Saved entries
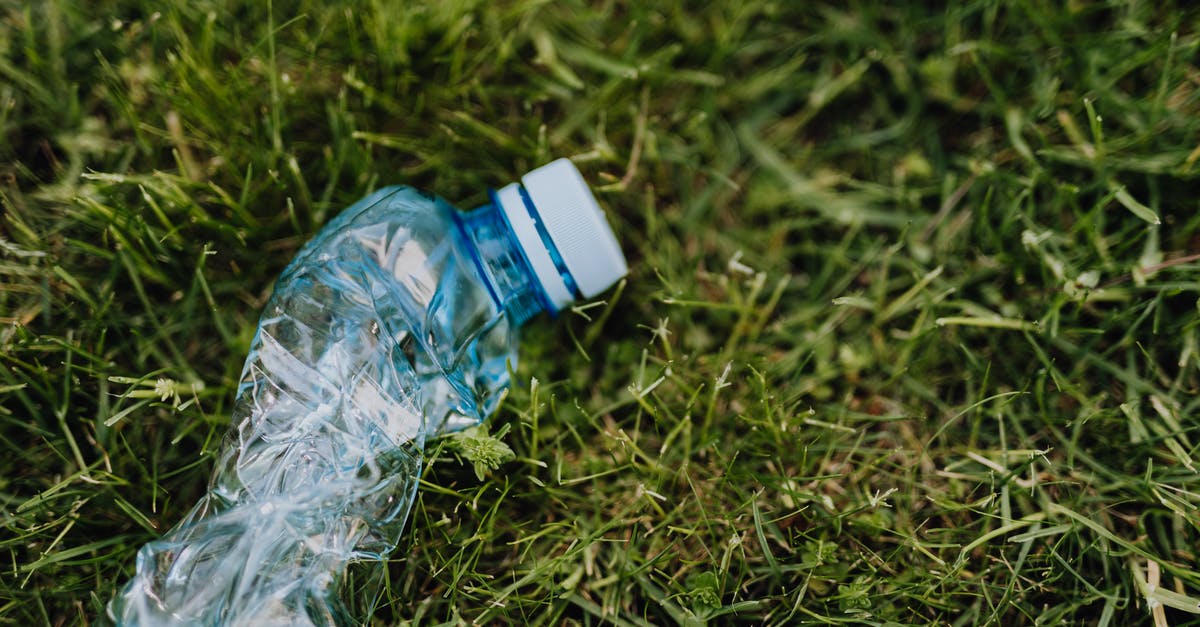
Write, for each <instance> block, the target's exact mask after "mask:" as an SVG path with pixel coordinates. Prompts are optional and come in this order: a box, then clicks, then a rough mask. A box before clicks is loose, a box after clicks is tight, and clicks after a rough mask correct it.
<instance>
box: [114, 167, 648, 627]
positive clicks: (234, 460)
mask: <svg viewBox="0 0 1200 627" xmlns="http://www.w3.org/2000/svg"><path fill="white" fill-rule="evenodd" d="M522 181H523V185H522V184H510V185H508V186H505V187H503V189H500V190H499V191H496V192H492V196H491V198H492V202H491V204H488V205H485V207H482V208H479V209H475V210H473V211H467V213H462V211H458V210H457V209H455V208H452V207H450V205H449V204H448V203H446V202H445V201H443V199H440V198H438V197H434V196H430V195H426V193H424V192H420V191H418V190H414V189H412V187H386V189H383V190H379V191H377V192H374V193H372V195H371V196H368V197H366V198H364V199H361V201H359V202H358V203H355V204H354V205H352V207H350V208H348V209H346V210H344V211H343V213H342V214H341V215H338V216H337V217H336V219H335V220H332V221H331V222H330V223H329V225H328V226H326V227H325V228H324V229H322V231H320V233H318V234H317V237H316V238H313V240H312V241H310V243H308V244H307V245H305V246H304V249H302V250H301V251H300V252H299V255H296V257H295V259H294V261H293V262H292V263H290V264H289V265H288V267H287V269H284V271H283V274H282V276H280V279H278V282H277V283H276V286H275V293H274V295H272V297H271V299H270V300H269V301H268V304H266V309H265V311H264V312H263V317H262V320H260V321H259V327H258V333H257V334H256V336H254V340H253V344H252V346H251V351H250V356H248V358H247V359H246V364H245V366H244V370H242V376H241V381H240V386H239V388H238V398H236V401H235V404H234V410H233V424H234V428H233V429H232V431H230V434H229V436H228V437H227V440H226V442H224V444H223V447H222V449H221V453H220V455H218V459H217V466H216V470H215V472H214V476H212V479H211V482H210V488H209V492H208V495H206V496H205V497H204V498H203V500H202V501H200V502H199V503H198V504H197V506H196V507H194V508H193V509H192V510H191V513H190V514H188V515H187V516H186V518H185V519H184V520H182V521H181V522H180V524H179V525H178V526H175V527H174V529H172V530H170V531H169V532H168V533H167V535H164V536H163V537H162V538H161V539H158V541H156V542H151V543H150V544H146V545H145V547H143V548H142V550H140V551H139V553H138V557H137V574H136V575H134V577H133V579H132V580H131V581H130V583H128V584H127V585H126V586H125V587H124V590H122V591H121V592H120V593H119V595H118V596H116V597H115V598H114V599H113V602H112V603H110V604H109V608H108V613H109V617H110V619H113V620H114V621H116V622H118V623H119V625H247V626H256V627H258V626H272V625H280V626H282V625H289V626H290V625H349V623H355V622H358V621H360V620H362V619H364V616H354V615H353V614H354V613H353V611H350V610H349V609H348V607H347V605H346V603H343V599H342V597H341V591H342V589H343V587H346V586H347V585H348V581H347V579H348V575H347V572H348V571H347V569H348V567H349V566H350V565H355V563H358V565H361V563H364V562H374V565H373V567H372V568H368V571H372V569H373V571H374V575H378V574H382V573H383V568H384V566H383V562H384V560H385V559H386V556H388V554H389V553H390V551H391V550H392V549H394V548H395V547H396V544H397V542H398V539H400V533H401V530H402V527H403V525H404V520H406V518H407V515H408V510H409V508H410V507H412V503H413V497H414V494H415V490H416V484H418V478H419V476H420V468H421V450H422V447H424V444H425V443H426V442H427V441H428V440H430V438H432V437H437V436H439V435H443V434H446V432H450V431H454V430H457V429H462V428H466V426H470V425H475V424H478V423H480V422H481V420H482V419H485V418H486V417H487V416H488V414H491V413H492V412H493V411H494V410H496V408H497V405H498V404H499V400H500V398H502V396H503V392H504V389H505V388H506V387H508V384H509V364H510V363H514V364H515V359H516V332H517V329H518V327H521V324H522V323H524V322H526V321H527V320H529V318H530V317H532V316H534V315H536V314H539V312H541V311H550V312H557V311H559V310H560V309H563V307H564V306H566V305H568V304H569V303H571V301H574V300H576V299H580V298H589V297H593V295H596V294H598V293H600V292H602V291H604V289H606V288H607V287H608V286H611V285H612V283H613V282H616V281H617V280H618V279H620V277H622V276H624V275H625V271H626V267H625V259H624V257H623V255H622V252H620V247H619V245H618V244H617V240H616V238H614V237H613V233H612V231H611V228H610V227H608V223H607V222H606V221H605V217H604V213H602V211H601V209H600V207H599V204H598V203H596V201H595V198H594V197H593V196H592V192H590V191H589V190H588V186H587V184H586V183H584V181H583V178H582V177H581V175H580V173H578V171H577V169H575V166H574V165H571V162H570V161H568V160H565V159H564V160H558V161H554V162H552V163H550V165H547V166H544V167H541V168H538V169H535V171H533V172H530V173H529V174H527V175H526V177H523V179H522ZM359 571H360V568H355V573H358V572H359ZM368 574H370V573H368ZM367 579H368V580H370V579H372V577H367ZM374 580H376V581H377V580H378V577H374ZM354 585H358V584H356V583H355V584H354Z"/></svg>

_Work to be completed_
Take the lines above from the top of the records through the one with "box: [114, 167, 648, 627]" and repeat them exactly, without any pictures.

_Written reply_
Write, for each <instance> block, the target's exact mask after "mask:" as an SVG path with pixel coordinates. Prompts are optional and come in this order: a box, then clicks, then a rough mask. A box before clicks is loose, a box after clicks is tight, and clicks after a rough mask correct it.
<instance>
box: [114, 167, 648, 627]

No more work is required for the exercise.